MATERIAL start
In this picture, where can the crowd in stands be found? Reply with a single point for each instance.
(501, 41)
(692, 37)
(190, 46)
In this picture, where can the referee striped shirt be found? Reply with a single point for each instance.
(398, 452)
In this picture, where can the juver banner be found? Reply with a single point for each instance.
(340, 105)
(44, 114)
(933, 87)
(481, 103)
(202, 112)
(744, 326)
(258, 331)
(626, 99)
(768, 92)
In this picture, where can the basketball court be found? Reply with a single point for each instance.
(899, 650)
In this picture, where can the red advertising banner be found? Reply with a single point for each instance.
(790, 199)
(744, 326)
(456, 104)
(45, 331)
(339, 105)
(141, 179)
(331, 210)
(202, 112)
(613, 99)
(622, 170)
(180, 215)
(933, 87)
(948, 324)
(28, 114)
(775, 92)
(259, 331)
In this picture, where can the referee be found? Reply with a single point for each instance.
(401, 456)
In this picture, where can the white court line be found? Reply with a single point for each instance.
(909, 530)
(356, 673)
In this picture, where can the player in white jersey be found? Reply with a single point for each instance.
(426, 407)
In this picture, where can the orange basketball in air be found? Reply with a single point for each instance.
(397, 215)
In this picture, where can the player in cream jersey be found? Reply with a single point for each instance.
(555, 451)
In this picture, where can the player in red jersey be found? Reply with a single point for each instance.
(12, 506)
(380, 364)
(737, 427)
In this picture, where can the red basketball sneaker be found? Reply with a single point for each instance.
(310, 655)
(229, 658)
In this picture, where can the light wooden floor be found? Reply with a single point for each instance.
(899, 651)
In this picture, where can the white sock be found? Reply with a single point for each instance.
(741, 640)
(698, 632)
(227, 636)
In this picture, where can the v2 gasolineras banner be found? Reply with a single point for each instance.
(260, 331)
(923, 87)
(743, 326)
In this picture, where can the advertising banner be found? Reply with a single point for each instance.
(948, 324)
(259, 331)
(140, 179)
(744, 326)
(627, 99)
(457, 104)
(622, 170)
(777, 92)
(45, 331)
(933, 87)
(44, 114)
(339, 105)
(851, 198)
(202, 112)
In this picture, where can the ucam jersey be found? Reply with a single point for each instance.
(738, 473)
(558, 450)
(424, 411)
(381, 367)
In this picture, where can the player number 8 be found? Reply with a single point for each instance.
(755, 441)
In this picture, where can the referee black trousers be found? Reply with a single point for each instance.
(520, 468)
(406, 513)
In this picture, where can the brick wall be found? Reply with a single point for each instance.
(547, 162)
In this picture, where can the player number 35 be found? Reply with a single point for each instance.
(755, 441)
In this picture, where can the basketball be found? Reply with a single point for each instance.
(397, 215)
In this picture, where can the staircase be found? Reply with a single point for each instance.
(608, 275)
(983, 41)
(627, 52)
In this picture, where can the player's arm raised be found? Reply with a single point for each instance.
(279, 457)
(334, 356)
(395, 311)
MATERIAL end
• _GIVEN PROBLEM_
Write out the full listing, keeping every line exactly as it is.

• _RESULT OF THE EXERCISE_
In this picture, where can the crowd in stands be found? Reply with a single point for each instance.
(501, 41)
(692, 37)
(190, 46)
In this picture, where can the referee striped shirt be found? Reply with a single point for each instance.
(398, 452)
In this picture, where can the juver banner be found? Reply with a single point for each instance.
(340, 105)
(44, 114)
(933, 87)
(481, 103)
(202, 112)
(744, 326)
(258, 331)
(626, 99)
(768, 92)
In this picture, where can the basketball court be found? Reply with a single point for each instance.
(899, 650)
In this picture, where can the red advertising banner be found? Reply with a single point for each instance.
(790, 199)
(744, 326)
(456, 104)
(45, 331)
(339, 105)
(141, 179)
(331, 210)
(202, 112)
(613, 99)
(622, 170)
(180, 215)
(933, 87)
(948, 324)
(28, 114)
(775, 92)
(259, 331)
In this picture, where can the referee be found? Reply with a single point for each instance.
(401, 456)
In this picture, where can the white court line be found? Reply with a single point for each instance.
(909, 530)
(356, 673)
In this picture, where can the player in white jersey be found? Reply with a single point for each instance.
(426, 407)
In this picture, where can the orange basketball in air be found? Reply with a single point for each instance.
(397, 215)
In this picture, where can the player in cream jersey be found? Reply with a single point for each instance.
(555, 451)
In this picture, where can the player in red jersey be found? Reply with a single point for each instance.
(12, 506)
(380, 364)
(737, 427)
In this picture, where can the red basketball sneaker be found? Reply with a single point for each instance.
(310, 655)
(229, 658)
In this picture, where can the light wooden floor be found? Reply with a single point for each instance.
(899, 651)
In this picture, where can the white sock be found? Reply with a single point for each instance.
(741, 640)
(698, 632)
(227, 636)
In this picture, where can the v2 gasolineras banner be found? Reply with a single point for each instance.
(260, 331)
(923, 87)
(743, 326)
In this picture, where can the advertising banner be found? Reply with a single point for each instance.
(948, 324)
(259, 331)
(140, 179)
(744, 326)
(627, 99)
(457, 104)
(622, 170)
(777, 92)
(45, 331)
(933, 87)
(44, 114)
(339, 105)
(851, 198)
(202, 112)
In this picture, where can the ucam jersey be found? Reply with a single point for each instance.
(738, 473)
(558, 450)
(424, 411)
(381, 367)
In this picture, where can the player number 8 be found? Reply with a single point for each instance.
(755, 441)
In this picture, where can the referee black trousers be found? Reply with a single point for each instance.
(520, 468)
(406, 513)
In this picture, where can the brick wall be found? Reply with a single point for each instance.
(547, 162)
In this picture, where can the player number 35 be found? Reply with a single point for each instance.
(755, 441)
In this picture, where can the basketball be found? Reply with a single point for each instance.
(397, 215)
In this picture, where can the staircase be found? Reply with a single point for each instance.
(608, 275)
(983, 41)
(627, 52)
In this picture, where can the player's arm raised be found? Reply with a single point for each instance.
(279, 457)
(334, 356)
(395, 311)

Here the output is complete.